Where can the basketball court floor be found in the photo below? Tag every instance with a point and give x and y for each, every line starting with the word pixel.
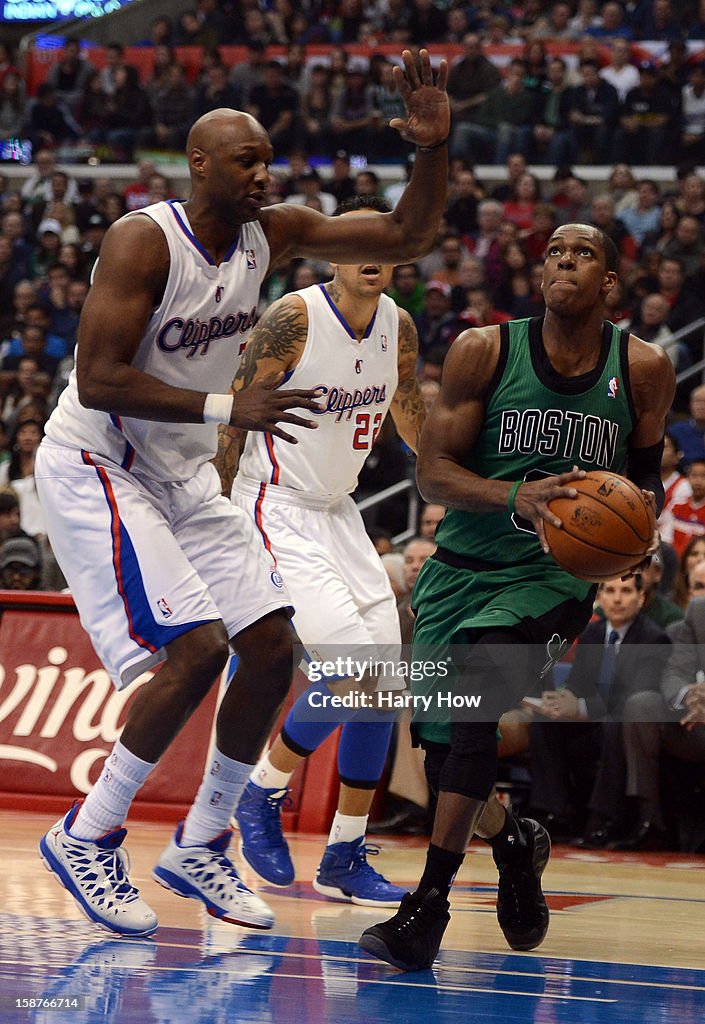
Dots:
pixel 626 946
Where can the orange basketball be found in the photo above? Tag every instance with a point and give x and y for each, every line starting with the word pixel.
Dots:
pixel 606 529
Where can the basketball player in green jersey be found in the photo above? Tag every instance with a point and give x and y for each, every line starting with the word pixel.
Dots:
pixel 524 411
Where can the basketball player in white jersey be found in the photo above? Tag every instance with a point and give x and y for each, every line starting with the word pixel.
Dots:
pixel 164 569
pixel 359 350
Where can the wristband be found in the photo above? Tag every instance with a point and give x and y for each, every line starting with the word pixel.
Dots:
pixel 429 148
pixel 217 408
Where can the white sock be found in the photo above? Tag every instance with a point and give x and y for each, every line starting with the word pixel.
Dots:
pixel 223 781
pixel 107 805
pixel 267 777
pixel 346 827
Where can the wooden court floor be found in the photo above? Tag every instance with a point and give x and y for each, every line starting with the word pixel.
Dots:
pixel 626 946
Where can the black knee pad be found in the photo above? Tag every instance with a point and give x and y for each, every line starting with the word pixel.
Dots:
pixel 470 768
pixel 433 759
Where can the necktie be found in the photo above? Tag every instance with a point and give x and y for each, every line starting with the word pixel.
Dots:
pixel 607 670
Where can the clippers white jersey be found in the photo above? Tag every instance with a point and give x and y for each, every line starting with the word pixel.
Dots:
pixel 356 381
pixel 194 340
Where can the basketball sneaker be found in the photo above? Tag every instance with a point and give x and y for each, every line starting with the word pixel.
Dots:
pixel 344 873
pixel 522 909
pixel 94 871
pixel 206 872
pixel 261 843
pixel 411 939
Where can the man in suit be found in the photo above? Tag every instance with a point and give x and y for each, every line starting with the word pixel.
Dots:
pixel 576 747
pixel 669 721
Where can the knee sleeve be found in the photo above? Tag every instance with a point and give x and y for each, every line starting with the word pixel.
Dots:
pixel 470 768
pixel 362 753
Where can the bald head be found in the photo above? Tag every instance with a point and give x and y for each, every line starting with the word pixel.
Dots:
pixel 224 125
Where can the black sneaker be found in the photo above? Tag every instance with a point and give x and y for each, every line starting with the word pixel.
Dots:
pixel 522 909
pixel 411 939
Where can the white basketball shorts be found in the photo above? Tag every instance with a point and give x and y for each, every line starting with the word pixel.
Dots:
pixel 339 588
pixel 147 561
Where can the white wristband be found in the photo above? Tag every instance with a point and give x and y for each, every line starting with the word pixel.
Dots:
pixel 217 408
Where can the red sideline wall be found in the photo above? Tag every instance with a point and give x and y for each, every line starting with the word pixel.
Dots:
pixel 60 715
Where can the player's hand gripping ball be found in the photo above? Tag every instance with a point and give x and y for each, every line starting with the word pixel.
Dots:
pixel 607 529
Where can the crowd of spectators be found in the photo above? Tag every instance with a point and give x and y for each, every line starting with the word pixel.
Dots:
pixel 540 109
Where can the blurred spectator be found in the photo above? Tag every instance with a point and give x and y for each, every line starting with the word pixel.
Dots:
pixel 502 124
pixel 470 80
pixel 275 104
pixel 19 564
pixel 650 325
pixel 437 325
pixel 657 240
pixel 429 517
pixel 693 116
pixel 620 73
pixel 408 288
pixel 38 186
pixel 316 108
pixel 645 134
pixel 13 108
pixel 687 519
pixel 215 92
pixel 249 73
pixel 592 111
pixel 70 75
pixel 646 216
pixel 114 55
pixel 690 434
pixel 172 109
pixel 49 122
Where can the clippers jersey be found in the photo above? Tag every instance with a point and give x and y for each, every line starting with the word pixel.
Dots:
pixel 194 340
pixel 356 382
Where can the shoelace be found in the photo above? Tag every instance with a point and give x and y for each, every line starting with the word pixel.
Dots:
pixel 115 864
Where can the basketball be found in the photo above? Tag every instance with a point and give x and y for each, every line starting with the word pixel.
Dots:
pixel 606 529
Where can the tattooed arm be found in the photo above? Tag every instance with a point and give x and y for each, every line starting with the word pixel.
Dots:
pixel 407 406
pixel 275 347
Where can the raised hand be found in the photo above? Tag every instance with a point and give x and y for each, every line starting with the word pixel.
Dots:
pixel 428 116
pixel 260 407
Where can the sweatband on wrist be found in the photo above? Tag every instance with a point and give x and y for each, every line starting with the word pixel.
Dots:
pixel 217 408
pixel 429 148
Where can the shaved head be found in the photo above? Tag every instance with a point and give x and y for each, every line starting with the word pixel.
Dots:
pixel 224 125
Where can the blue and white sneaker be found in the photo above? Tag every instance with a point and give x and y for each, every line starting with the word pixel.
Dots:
pixel 261 843
pixel 344 873
pixel 95 875
pixel 205 872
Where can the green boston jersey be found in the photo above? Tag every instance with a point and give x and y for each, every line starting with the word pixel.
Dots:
pixel 538 423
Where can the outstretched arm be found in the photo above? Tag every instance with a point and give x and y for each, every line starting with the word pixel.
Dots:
pixel 410 230
pixel 407 406
pixel 453 427
pixel 275 347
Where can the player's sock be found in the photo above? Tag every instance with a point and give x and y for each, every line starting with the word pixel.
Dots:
pixel 267 777
pixel 346 827
pixel 509 841
pixel 439 875
pixel 107 805
pixel 223 781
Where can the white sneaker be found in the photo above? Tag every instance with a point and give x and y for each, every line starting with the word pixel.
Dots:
pixel 205 872
pixel 95 875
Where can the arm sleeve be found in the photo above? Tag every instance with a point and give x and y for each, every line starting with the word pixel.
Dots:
pixel 644 469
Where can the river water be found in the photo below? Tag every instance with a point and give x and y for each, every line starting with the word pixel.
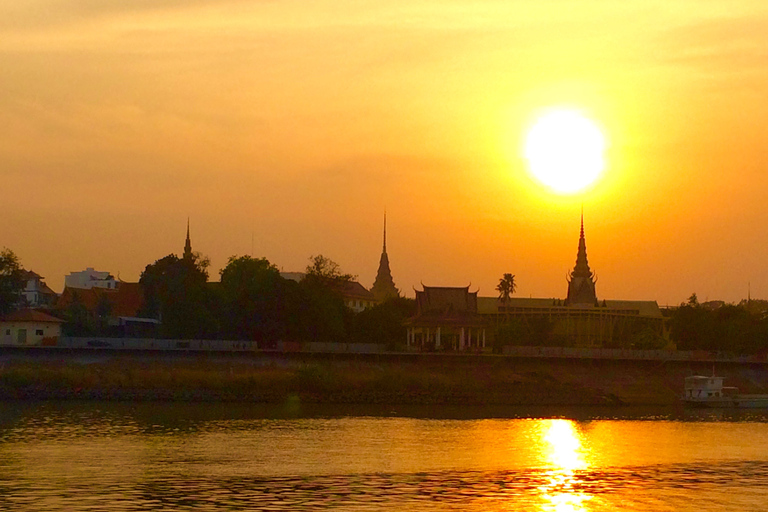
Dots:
pixel 121 457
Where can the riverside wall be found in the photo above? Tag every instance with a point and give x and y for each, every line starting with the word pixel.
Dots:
pixel 333 374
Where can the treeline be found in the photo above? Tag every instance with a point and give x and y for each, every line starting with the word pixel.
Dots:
pixel 737 329
pixel 251 302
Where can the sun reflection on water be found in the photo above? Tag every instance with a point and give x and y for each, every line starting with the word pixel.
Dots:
pixel 563 450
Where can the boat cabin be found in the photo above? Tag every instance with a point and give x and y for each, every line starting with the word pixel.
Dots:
pixel 699 387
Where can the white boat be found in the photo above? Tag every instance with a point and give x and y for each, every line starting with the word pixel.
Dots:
pixel 702 391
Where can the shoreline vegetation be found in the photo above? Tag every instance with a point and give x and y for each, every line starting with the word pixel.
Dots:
pixel 359 381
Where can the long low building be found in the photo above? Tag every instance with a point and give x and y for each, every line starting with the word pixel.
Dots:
pixel 611 323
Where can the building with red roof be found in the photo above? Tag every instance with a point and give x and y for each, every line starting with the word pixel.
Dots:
pixel 27 327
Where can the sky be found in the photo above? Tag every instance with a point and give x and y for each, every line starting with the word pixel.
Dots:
pixel 285 129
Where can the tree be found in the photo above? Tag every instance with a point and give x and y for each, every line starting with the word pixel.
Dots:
pixel 506 288
pixel 256 300
pixel 384 323
pixel 11 281
pixel 322 314
pixel 77 319
pixel 326 271
pixel 176 292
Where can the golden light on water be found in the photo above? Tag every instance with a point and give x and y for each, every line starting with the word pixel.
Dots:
pixel 565 151
pixel 562 448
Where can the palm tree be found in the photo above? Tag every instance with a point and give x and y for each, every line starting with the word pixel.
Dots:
pixel 506 288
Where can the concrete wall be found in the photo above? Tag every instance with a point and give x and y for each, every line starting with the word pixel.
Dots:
pixel 28 333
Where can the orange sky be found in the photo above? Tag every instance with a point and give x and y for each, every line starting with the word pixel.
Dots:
pixel 298 123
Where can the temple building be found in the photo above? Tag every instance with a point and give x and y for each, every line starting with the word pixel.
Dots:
pixel 446 319
pixel 581 319
pixel 384 286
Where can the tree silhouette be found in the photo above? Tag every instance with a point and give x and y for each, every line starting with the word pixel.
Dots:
pixel 506 288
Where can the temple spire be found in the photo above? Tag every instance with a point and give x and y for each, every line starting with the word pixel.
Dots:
pixel 188 244
pixel 384 286
pixel 384 249
pixel 581 281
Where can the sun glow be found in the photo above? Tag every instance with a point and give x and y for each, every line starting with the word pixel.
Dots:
pixel 565 150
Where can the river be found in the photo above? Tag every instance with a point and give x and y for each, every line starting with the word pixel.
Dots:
pixel 127 457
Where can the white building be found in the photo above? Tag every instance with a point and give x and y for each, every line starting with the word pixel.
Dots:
pixel 90 278
pixel 29 327
pixel 36 293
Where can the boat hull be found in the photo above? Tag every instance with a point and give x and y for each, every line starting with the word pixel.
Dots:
pixel 737 402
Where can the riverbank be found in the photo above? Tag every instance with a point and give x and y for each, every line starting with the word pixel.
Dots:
pixel 464 380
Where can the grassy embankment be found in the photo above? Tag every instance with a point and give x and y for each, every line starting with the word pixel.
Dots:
pixel 457 380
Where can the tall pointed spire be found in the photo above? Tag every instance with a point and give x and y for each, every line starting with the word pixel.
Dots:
pixel 581 281
pixel 188 245
pixel 384 286
pixel 385 232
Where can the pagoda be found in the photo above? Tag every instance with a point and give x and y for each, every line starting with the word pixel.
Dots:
pixel 188 245
pixel 581 281
pixel 384 286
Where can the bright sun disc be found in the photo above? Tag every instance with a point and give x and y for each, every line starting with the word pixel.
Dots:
pixel 564 150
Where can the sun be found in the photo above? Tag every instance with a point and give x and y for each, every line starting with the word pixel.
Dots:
pixel 565 150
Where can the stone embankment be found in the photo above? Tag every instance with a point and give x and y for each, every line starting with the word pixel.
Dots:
pixel 449 380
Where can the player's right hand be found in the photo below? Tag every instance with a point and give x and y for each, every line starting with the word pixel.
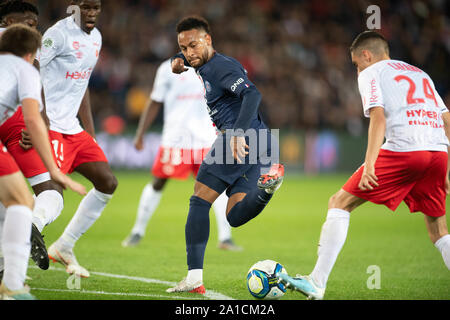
****************
● **GIVEN REQUEST**
List every line in the items above that contains the word "floor", counting a match only when the case is the same.

● **RESULT OF THIS TASK**
Where can the basketball court floor be found in the photo below? Tag every instance with a point and give x and y for each, every line starting with the word pixel.
Where can the wooden court floor be found in the photo above? Tag every instance with a point and give x and y for each, every line starting with the word pixel.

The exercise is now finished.